── PASSAGE SHOWN

Magnolia High School teacher Robin Turner's new book, Greater Expectations (Stenhouse Publishers), comes out in April 2008. In it, Robin offers a combination of personal narrative, how-to lesson plans, and student samples which equip readers to challenge their underrepresented students to the greater expectations of the book's title. Learn more about the book, Greater Expectations.

Kelly Gallagher, teacher at Magnolia High School in the Anaheim Union High School District, has a newly published book, Teaching Adolescent Writers. Unlike his earlier books and videos which addressed reading, this book gives teachers strategies for motivating young writers and methods for guiding and building them. His publisher, Stenhouse, says about the book that unless we teach students "the necessary writing practice and skills needed to compete in a complex and fast-moving Information Age. . . they are in danger of being run over by a stampede-a literacy stampede."

Kelly's colleague and fellow Puente English teacher at Magnolia, Robin Turner, has completed a book which will also be published by Stenhouse. The book focuses on enabling underrepresented students to enroll and succeed in a four-year university. More about his book when it's released later this year.

Robert Penuela, teacher at Roosevelt High School in LAUSD, won a scholarship and gave out four. He and his wife held a silent auction of works donated by local Chicano artists and raised $2000 which they divided equally among four students, three of them Puente students. To pay for the food, drinks, and materials they bought for the auction, Robert donated the scholarship money he'd won. He and his wife plan to hold the auction again this year and hope to raise even more money for the Morales-Penuela Scholarship.

────
── DATA EXTRACT

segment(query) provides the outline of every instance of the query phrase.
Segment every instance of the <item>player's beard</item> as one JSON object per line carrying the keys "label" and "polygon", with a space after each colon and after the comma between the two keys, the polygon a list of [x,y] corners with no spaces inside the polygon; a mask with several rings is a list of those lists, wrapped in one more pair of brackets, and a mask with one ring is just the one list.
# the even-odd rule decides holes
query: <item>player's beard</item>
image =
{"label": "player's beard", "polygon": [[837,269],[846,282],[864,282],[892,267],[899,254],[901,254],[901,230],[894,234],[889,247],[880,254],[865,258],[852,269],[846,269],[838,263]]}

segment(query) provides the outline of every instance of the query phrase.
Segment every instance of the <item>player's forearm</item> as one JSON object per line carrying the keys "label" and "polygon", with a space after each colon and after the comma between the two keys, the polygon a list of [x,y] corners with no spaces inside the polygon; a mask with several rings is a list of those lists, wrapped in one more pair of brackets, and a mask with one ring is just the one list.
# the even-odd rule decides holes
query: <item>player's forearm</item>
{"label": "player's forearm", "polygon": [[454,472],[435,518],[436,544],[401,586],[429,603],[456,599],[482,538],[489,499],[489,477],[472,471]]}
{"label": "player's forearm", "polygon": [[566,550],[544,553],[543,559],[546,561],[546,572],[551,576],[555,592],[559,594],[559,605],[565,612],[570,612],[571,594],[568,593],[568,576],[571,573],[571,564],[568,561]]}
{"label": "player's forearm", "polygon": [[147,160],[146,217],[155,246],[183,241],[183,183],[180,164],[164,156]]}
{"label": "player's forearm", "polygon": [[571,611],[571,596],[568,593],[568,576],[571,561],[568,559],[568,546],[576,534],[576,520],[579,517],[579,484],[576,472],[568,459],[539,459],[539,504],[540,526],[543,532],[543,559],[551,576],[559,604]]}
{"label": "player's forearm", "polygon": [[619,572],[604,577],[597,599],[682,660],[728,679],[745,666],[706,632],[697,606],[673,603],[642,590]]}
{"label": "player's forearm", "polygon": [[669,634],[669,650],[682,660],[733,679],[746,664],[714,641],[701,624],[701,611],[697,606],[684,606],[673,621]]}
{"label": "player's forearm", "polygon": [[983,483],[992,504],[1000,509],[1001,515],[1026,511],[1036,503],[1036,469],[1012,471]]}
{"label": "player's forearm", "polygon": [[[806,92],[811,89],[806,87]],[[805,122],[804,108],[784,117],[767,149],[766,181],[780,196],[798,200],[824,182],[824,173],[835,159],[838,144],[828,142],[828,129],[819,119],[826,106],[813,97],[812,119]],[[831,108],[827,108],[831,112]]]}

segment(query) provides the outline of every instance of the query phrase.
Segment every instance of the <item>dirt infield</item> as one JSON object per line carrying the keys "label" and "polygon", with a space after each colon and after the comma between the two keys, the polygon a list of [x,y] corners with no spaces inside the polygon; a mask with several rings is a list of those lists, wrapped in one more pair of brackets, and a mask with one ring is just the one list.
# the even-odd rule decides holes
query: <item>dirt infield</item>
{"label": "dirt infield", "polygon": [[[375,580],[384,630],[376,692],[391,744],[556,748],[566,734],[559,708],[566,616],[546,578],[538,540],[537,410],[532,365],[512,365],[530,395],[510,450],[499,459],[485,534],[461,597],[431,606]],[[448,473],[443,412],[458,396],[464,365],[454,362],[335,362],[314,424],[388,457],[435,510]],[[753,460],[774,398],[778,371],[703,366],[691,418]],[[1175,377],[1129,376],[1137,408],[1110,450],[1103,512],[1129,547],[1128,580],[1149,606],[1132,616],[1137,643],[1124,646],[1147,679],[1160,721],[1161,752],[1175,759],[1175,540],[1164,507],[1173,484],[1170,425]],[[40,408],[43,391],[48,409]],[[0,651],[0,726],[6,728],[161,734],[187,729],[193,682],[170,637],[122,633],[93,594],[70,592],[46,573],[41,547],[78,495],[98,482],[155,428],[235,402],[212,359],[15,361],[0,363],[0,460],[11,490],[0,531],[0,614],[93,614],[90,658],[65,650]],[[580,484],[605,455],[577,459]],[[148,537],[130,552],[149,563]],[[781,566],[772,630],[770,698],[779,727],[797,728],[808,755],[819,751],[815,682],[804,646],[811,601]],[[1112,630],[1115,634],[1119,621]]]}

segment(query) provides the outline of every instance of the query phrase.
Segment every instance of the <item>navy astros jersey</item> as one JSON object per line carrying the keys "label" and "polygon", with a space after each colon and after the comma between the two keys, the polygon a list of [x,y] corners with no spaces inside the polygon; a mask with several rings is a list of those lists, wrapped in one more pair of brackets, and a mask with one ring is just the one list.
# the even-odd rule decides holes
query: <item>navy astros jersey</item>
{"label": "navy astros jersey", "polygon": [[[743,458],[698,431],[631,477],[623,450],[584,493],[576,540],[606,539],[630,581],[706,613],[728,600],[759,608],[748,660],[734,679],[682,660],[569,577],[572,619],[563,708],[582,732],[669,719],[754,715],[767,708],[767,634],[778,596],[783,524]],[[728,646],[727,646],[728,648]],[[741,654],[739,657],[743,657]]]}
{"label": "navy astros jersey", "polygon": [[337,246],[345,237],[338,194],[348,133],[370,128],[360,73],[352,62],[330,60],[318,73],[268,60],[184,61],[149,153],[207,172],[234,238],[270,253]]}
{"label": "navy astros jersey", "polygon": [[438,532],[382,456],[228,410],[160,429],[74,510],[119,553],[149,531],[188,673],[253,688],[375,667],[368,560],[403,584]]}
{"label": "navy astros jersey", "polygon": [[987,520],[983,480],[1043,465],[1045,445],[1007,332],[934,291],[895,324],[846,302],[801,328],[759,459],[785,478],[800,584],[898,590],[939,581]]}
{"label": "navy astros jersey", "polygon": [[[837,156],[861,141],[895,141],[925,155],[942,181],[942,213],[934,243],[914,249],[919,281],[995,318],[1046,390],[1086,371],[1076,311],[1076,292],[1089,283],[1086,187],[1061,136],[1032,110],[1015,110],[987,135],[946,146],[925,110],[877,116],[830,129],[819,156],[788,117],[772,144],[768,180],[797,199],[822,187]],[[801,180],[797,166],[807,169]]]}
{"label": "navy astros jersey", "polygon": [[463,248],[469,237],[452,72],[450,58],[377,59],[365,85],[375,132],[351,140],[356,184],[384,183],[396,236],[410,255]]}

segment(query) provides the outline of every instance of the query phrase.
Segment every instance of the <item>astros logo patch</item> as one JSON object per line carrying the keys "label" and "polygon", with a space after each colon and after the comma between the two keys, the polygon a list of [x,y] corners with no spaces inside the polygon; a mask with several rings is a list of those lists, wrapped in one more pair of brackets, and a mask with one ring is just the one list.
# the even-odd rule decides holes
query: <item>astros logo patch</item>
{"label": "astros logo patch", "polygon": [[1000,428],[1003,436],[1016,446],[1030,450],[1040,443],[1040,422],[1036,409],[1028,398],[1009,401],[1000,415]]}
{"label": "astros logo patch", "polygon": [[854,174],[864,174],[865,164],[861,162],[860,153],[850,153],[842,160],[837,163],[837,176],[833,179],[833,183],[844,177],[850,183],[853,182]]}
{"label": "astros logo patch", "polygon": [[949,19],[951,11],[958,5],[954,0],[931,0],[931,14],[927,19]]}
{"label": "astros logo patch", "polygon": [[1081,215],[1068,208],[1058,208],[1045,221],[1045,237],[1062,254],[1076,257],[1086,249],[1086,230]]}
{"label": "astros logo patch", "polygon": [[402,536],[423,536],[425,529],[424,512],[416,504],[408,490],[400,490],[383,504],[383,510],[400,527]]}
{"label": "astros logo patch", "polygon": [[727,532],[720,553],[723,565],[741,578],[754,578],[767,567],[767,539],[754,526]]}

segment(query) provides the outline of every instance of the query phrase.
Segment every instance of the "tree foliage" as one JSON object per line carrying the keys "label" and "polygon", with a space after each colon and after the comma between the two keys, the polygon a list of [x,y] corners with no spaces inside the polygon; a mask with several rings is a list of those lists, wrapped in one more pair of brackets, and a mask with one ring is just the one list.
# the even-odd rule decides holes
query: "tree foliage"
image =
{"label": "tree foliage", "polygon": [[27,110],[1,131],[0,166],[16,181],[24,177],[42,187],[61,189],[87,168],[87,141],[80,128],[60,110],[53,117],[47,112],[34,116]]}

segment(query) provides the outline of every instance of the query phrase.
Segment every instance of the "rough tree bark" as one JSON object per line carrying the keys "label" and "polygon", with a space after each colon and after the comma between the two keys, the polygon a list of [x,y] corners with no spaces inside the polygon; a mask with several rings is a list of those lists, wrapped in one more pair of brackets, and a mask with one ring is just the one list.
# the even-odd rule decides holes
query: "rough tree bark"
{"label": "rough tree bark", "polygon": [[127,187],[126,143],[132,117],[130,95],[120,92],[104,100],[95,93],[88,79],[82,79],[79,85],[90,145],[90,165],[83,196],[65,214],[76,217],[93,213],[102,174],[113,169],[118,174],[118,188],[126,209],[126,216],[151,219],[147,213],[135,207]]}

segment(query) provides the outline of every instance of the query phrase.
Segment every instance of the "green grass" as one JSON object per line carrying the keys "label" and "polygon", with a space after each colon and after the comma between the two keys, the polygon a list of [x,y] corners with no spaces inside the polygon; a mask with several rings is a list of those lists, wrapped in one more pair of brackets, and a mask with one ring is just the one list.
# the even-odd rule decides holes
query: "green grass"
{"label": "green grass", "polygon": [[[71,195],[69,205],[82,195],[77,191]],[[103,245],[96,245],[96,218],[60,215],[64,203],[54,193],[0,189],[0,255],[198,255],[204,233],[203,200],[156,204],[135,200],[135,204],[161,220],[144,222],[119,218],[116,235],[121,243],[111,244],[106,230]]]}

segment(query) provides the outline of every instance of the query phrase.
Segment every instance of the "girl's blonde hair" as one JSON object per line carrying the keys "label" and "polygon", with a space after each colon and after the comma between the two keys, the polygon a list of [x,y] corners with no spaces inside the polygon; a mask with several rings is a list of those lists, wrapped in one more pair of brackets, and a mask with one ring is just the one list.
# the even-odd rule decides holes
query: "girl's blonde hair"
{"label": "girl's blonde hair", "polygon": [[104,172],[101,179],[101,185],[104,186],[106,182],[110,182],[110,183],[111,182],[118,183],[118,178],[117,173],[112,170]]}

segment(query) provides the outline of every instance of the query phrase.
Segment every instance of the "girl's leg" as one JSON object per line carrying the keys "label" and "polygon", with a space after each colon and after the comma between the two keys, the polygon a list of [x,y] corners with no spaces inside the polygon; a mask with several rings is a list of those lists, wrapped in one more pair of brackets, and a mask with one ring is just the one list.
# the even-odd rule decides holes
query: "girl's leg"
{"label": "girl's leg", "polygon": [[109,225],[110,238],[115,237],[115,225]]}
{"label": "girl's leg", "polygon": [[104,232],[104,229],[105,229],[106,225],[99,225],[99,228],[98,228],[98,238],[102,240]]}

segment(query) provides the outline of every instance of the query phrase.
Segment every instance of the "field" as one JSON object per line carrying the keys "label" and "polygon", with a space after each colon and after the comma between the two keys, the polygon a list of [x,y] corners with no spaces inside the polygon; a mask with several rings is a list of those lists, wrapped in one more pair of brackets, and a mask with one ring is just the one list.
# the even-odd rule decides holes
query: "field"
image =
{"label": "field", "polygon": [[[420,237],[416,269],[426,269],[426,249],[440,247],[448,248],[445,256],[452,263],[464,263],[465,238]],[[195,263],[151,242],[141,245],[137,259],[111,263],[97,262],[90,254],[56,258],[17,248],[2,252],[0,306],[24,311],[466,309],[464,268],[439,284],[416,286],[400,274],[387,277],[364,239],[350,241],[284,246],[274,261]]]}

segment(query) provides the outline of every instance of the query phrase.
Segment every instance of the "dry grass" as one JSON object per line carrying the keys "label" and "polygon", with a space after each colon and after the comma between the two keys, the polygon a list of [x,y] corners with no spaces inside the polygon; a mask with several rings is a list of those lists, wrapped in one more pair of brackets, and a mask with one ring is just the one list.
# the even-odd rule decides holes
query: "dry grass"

────

== REQUIRED WORK ==
**1)** In the teacher news passage, how much money did the silent auction held by Robert Penuela and his wife raise?
**2)** Restate the teacher news passage starting at "Kelly's colleague and" and ending at "later this year.", swapping "underrepresented students" for "first-generation students".
**3)** Carry on the teacher news passage from its final sentence.

== ANSWER SET ==
**1)** $2000

**2)**
Kelly's colleague and fellow Puente English teacher at Magnolia, Robin Turner, has completed a book which will also be published by Stenhouse. The book focuses on enabling first-generation students to enroll and succeed in a four-year university. More about his book when it's released later this year.

**3)**
Krista Rogerson, Puente teacher at Tennyson High School in Hayward, was one of six recipients of the 2005 Carlston Family Foundation Outstanding Teachers of America Award. Chosen as teachers who have "worked tirelessly and creatively to give California's high school students the opportunity to achieve academically and, ultimately, professionally," honorees each receive $15,000, plus a $5,000 award for their school. The recipients are nominated by students, and Louis LaVenture, Hayward HS '99, said that Ms. Rogerson "...really opened my eyes to a world I never knew existed because all I ever saw was drugs, violence, and death." Louis graduated from CSU East Bay and is now a substitute English teacher. He adds, "I can honestly say Ms. Rogerson was one of my main inspirations to do so."

Community College

Teresa Guadiana, who co-founded Puente at College of the Sequoias and has remained the Puente counselor there since, received one of two Regina Stanback-Stroud Diversity Awards. The annual award, given by the Academic Senate for California Community Colleges, recognizes faculty members who have worked to promote the success of students from diverse backgrounds. The statewide organization represents thousands of community college faculty members.

This poem by Patrick L. Leong, Puente instructor at Diablo Valley College, was published in News from Native California, 18:2, winter 2004/05.

The Form

The question states:
check only ONE box.
Confused, my hand gravitates to ASIAN
because of my surname.
But how does this identify
my people
who lived on the mouth of
the Yaqui River
along the Yaqui Valley
in haciendas spread on borderless acres
for families of forty or fifty, where
tias y primas formed the dough,
stretching it into round flat tortillas
cooked over open flames while
tios dressed in antlers and loin cloths to
Dance the Dance of the Reindeer.

Before marking an answer,
I glance toward the word MEXICAN,
listed under Hispanic,
as the stories of
slavery, exile, and loneliness
resonate in my mind. I imagine the
escape to Phoenix and Tucson,
my ancestors running-dispersing-
like scattered ants, homeless.
Yet, this journey isn't like the fight of my father
from Canton to Angel Island or the stories of his
village and home,
my grandmother, wife number four,
with three sons,
who lost her left-hand index finger for
the love of her husband
when the Japanese asked-
"Where is he?"

Holding my pen, I draw an "X" over the form,
cross the question out,
wrinkle and ball it up
to throw it away.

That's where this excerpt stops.